### What is being asked
Please repeat only these lines, exactly: the one containing "of the fallen" and all that come after it in the material.

### Provided information
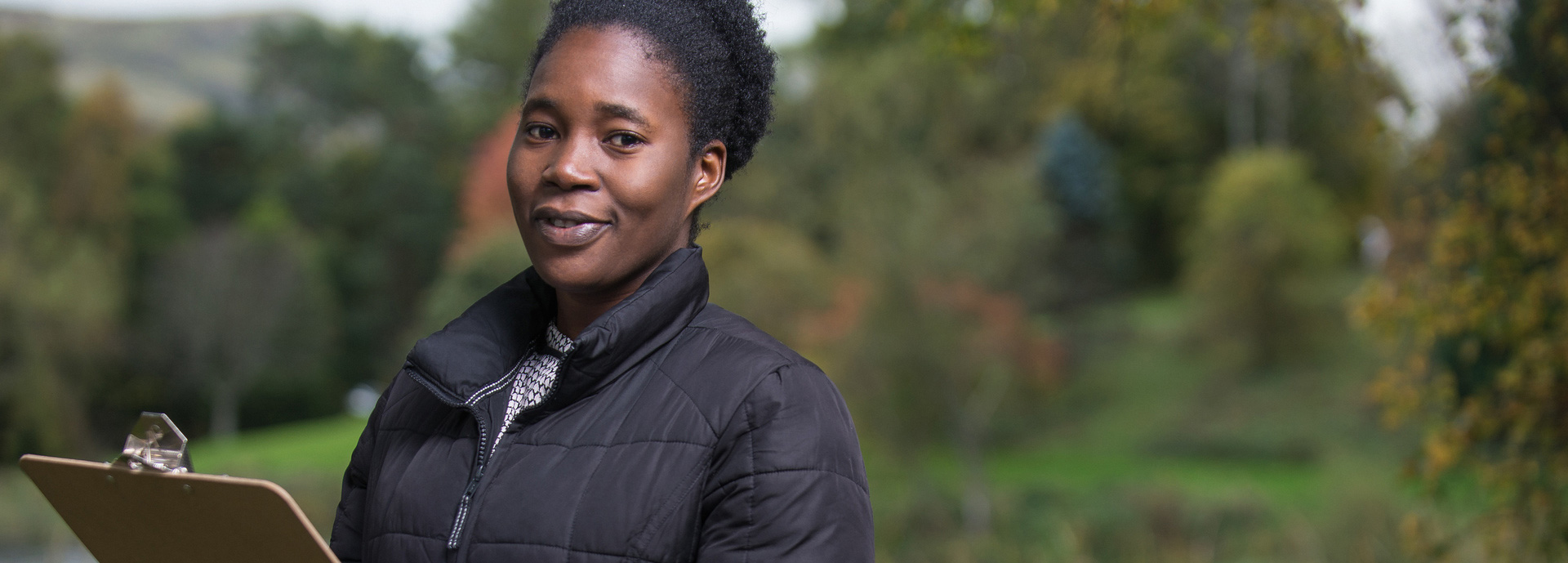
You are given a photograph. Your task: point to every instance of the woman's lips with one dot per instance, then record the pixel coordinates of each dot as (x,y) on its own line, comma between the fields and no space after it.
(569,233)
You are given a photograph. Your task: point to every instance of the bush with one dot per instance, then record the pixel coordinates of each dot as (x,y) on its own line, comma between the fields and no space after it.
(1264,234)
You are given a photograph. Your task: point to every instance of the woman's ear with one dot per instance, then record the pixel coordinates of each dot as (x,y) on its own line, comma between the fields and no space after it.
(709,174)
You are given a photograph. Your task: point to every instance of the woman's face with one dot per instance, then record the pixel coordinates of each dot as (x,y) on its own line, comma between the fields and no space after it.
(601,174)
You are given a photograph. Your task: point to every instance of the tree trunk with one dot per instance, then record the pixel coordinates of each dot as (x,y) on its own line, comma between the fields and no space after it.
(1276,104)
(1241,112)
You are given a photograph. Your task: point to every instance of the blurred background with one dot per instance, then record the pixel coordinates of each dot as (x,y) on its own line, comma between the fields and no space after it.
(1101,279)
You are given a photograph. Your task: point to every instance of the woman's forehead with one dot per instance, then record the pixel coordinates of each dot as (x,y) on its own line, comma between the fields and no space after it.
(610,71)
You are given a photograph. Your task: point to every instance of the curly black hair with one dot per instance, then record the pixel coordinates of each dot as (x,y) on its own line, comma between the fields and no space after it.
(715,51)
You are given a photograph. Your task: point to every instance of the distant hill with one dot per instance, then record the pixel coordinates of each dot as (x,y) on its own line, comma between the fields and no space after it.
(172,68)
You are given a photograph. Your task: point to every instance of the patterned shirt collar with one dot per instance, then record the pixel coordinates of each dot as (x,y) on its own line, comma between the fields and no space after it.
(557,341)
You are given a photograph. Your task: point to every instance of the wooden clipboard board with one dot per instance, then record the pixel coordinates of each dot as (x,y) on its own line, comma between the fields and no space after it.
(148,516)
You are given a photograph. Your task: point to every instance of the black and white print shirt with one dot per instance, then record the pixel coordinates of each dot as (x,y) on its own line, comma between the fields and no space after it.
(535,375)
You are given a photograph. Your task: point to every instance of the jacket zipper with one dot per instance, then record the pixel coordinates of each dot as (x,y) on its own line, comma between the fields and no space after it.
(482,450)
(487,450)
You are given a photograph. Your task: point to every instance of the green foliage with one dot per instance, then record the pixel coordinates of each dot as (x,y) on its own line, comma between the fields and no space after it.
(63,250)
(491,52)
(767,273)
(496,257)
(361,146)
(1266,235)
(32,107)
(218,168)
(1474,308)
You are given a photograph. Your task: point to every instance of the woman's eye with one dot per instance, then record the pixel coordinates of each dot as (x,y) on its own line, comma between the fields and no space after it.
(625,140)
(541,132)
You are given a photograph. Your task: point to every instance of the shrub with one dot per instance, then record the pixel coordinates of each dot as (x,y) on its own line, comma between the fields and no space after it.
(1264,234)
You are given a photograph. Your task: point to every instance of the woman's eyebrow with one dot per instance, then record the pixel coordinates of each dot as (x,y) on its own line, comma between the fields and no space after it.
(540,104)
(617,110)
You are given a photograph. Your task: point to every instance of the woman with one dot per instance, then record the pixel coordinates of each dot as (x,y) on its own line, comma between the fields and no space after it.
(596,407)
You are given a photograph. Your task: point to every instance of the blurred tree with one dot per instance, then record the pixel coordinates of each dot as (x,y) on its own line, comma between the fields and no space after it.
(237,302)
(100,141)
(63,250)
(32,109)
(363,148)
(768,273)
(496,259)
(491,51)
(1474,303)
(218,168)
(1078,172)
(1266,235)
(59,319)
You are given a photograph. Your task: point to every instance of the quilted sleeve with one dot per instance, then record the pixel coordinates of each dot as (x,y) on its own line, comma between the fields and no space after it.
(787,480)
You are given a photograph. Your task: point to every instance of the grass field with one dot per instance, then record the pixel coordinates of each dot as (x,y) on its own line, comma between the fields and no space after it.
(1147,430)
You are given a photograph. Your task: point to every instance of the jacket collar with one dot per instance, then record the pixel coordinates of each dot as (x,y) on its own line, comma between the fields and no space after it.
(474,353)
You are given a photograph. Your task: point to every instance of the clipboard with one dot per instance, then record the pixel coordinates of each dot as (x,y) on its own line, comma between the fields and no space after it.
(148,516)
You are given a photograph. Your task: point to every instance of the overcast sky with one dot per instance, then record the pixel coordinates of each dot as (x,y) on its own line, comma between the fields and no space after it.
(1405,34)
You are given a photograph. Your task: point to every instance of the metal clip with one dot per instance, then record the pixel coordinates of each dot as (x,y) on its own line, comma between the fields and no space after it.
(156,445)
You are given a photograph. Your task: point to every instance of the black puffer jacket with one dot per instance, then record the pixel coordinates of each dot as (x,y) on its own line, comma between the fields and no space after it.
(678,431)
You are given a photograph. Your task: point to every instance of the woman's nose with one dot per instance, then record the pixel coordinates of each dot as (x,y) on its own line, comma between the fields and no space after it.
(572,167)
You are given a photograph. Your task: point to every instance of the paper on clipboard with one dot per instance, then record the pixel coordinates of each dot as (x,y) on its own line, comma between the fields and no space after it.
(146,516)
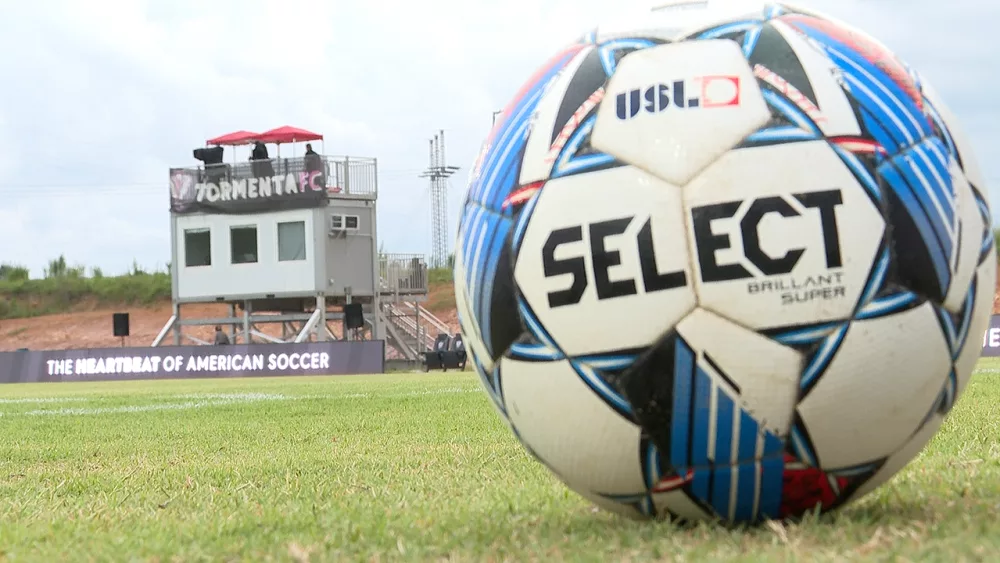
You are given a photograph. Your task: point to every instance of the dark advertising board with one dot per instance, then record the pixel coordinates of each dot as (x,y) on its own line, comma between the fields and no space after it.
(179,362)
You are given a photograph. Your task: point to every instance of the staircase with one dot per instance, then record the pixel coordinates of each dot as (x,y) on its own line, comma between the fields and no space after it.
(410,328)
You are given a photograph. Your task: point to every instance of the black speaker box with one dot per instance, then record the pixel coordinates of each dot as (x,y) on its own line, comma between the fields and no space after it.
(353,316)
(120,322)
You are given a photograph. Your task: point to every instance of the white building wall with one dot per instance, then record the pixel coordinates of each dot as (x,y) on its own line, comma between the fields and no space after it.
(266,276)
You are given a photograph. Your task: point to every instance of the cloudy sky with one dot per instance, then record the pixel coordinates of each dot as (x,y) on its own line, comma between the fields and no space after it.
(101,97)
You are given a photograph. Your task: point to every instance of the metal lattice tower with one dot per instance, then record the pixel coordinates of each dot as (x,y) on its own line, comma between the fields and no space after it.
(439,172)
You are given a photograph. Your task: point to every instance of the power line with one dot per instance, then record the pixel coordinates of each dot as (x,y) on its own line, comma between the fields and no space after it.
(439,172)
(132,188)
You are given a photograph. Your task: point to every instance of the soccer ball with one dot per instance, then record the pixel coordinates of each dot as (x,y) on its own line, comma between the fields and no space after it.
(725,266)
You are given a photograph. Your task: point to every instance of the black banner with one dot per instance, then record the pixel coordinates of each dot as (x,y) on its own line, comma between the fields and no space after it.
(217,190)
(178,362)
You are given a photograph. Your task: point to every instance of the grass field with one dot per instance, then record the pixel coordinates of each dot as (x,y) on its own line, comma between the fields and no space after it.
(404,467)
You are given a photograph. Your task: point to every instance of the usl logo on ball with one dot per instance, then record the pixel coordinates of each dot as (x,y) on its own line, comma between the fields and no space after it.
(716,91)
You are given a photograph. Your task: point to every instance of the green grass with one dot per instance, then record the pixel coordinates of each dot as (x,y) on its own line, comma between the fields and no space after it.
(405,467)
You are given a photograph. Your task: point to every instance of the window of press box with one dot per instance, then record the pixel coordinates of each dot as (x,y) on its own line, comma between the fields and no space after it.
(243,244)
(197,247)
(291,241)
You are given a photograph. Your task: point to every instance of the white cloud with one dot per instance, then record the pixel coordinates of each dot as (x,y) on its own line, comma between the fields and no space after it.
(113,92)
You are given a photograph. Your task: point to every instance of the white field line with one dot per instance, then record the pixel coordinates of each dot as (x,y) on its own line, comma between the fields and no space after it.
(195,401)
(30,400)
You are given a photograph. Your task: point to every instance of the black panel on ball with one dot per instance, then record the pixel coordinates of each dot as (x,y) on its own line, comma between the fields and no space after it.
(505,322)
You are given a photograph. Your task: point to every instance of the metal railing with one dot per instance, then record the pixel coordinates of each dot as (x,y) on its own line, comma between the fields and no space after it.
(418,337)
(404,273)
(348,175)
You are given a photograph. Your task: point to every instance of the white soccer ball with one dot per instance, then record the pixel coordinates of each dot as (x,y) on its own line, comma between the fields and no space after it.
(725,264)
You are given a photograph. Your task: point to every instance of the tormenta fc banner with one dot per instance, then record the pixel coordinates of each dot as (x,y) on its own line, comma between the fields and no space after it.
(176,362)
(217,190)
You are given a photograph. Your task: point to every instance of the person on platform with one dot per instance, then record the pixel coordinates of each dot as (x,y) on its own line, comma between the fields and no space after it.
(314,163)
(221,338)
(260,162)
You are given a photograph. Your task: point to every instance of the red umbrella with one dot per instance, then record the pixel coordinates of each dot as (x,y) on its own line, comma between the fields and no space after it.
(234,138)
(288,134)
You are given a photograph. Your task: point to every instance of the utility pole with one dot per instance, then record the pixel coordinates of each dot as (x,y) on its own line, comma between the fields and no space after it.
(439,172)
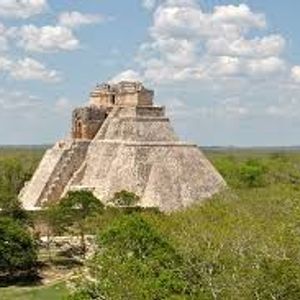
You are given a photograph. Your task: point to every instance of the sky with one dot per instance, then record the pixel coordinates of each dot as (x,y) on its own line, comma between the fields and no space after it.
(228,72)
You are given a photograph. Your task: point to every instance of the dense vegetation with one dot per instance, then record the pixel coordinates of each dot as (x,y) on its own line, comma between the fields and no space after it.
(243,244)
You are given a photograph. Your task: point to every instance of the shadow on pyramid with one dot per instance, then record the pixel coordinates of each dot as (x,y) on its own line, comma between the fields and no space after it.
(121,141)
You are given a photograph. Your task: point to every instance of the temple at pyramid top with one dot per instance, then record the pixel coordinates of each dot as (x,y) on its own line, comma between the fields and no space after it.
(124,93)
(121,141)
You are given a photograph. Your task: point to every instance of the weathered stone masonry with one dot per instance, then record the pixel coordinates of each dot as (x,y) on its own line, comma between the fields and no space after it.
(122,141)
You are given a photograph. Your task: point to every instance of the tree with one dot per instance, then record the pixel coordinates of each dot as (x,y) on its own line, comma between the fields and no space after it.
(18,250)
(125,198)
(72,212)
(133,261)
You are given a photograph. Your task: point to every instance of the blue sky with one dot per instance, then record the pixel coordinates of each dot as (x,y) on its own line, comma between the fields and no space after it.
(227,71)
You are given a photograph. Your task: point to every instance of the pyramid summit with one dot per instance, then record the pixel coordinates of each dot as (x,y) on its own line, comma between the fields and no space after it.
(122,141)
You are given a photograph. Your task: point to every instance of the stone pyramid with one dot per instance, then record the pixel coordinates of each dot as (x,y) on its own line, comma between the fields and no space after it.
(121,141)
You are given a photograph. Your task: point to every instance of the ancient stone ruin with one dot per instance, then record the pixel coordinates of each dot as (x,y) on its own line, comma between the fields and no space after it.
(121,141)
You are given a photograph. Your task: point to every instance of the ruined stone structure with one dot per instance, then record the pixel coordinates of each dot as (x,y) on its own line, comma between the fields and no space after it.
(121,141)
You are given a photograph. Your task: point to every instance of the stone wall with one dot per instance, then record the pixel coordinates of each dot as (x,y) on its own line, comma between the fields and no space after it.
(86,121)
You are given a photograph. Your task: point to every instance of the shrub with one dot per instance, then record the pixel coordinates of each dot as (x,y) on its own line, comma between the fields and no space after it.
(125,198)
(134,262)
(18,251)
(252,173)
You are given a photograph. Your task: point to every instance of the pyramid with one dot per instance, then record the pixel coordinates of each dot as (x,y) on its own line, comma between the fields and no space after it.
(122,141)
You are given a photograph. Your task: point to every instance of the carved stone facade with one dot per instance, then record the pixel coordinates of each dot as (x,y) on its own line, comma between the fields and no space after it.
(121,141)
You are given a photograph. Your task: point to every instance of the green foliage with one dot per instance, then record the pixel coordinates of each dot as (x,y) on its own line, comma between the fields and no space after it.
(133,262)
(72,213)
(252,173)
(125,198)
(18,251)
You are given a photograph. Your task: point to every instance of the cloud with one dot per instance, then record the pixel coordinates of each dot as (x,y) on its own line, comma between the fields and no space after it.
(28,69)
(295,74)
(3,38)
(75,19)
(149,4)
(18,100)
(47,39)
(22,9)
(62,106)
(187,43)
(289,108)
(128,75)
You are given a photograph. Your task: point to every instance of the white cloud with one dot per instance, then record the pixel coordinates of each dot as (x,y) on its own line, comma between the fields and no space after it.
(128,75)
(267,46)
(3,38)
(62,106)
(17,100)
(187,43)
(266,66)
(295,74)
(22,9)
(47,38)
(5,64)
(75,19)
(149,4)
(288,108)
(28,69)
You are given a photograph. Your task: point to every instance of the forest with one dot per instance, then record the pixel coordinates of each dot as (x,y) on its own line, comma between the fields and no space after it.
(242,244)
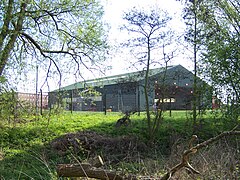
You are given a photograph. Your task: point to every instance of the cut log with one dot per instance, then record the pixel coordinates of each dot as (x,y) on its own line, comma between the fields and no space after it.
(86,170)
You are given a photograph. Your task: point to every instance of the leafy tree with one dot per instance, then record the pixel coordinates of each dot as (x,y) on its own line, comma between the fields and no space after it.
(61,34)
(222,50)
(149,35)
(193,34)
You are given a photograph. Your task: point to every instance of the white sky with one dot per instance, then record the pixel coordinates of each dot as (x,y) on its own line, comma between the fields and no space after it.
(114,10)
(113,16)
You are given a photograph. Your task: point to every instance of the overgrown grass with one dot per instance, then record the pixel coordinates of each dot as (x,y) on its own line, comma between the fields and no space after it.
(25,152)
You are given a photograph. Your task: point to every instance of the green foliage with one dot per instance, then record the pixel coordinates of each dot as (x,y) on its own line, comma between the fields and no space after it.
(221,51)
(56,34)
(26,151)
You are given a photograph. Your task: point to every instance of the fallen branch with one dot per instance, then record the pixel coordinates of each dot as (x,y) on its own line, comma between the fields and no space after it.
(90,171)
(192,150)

### Your response
You are given a photograph. Your task: point to every instance of the fallen branch with one dot per instance, then record the pixel coordinates of each dot as (x,y) on its own line, comma between the fields and no space after it.
(90,171)
(192,150)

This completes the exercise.